» Exercise: Reproduce the listing verbatim.

» Record extracts:
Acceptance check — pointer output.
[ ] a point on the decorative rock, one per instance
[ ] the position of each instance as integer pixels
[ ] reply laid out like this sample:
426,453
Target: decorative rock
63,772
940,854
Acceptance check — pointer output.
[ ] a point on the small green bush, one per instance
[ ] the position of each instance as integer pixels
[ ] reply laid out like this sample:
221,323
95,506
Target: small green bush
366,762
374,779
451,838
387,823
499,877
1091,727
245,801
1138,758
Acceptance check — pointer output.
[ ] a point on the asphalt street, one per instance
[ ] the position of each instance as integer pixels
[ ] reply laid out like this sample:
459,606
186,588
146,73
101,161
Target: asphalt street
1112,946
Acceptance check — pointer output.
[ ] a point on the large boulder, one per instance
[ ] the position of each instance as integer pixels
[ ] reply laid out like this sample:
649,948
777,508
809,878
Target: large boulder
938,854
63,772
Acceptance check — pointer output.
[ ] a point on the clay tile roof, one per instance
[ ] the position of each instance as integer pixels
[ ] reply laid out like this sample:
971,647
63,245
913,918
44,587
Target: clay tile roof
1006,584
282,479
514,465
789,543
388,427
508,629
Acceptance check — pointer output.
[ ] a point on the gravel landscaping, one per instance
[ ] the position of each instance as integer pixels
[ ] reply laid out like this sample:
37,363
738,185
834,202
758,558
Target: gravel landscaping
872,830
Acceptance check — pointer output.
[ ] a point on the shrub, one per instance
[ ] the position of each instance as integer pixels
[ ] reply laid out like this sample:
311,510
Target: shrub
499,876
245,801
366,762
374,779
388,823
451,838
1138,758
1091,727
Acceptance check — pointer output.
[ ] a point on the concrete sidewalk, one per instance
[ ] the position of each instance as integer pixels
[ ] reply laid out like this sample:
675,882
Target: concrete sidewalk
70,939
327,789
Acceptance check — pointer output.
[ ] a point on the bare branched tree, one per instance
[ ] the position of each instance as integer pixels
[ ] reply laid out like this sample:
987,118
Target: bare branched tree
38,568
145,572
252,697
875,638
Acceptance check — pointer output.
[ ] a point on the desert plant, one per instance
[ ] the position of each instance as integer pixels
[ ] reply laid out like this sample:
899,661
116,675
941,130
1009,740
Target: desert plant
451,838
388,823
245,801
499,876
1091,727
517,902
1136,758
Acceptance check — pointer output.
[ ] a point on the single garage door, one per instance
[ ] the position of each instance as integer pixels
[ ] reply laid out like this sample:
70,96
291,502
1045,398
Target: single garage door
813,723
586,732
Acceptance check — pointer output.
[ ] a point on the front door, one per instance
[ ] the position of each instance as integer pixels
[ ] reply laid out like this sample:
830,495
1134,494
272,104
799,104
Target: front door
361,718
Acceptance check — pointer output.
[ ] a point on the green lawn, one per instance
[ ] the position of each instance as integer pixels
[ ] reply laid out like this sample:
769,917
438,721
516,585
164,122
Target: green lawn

» Full response:
Acceptance check — pointer output.
[ ] a point on the decorative rock, one per instance
[ ] the position of each instance as integer pixels
[ ] reply laid out like this sample:
426,453
Target: decorative rock
63,772
940,854
Acceptance check — pointer output.
[ ] a point on the small green bush, one per instance
[ ] the position of each instance as integer pixels
[ ] reply laid out like this sample:
221,323
95,506
Target: small green bush
366,762
374,779
451,838
387,823
499,877
1091,727
245,801
1138,758
Acceptance check — pointer output.
[ ] a point on the asphalt street, one per instance
[ ] the position of each instance as integer pixels
[ ] reply laid out like this sample:
459,606
186,588
146,73
101,161
Target: asphalt street
1112,946
Acceptance check — pointer output.
[ ] a point on the large boulder, one per instance
[ ] the position of each instance as integer pixels
[ ] reply laid out like this sample:
649,948
777,508
809,878
Target: large boulder
938,854
63,772
Acceptance check — pointer output.
[ ] a point on the clay tile roof, one per instance
[ ] the position of each instance as integer pixels
[ ] reply laid out like this sample:
971,647
63,245
913,918
44,587
Target: clay tile roof
1006,584
282,479
514,465
789,543
388,427
508,629
Acceptance check — pointer output.
[ ] a point on the gravel landscaping, one per instance
[ ] the position of each instance as integer pixels
[ ] reply laid out like this sample:
37,363
738,185
834,202
758,558
Target: gravel landscaping
872,830
Acceptance check — pointer output.
[ ] a point on the shrub, one per instance
[ ] the position of each instance as integer pixels
[ ] reply laid out like this sample:
311,510
Target: shrub
499,876
245,801
366,762
374,779
388,823
451,838
1138,758
1091,727
Acceptance check — pointer output.
[ ] a point on the concrete sidewalk, one per instance
[ ] the position of each instance as integer pixels
[ ] reply laid out like this sample:
675,882
Target: concrete sidewalk
70,939
327,789
Acceptance check — pointer output.
[ ] a point on the bare branched tree, one per instance
[ ] the position of each instance as integer pixels
[ ] reply laid out like this sample:
987,118
Target: bare branched tree
38,568
145,572
252,697
875,638
Acceptance check — pointer output.
[ ] a point on the desert plant, one per instance
[ ] the position of each instance as integer pixels
[ ] reply laid out like this sample:
899,661
116,675
941,130
1009,740
Target: desert plant
451,838
388,823
245,801
499,876
1091,727
517,902
1136,758
Acceptance check — pointer output.
[ ] a point on the single garage door, one per instance
[ ] the position of each instance as integer pixels
[ ] reply laid out like this sample:
70,96
291,502
1045,398
Target: single garage door
813,723
586,732
Acceptance check — pointer output.
[ ] a point on the front door, one per instance
[ ] the position of each instance as integer pixels
[ ] reply laid out like this sample:
830,495
1134,494
272,104
799,104
Target: front door
361,718
Acceptance check — pointer output.
[ ] a point on the green lawn, one per instance
[ ] the position of each instance as integer pixels
[ ] reply laid out like this sample:
769,917
438,721
516,585
164,122
Target: green lawn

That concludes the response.